[Entries supplied]:
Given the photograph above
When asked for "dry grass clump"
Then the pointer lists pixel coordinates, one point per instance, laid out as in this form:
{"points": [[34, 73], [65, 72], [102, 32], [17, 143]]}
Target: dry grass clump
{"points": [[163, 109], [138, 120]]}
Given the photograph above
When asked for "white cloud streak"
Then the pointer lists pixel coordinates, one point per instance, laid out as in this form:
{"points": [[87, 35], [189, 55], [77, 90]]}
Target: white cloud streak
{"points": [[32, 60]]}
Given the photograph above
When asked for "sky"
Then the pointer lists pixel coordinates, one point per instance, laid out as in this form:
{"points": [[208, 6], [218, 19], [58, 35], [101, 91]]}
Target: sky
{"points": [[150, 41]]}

---

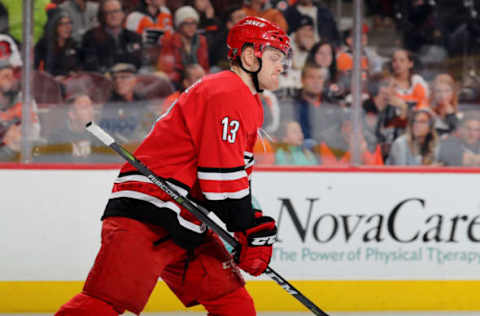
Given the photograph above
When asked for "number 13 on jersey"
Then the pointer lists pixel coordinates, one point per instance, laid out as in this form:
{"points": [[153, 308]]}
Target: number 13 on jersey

[Exercise requirements]: The lines to return are those in the entries above that include "asked".

[Solution for this task]:
When asked for "dry grass clump"
When asked for "white cloud streak"
When asked for "sky"
When asked for "number 13 on jersey"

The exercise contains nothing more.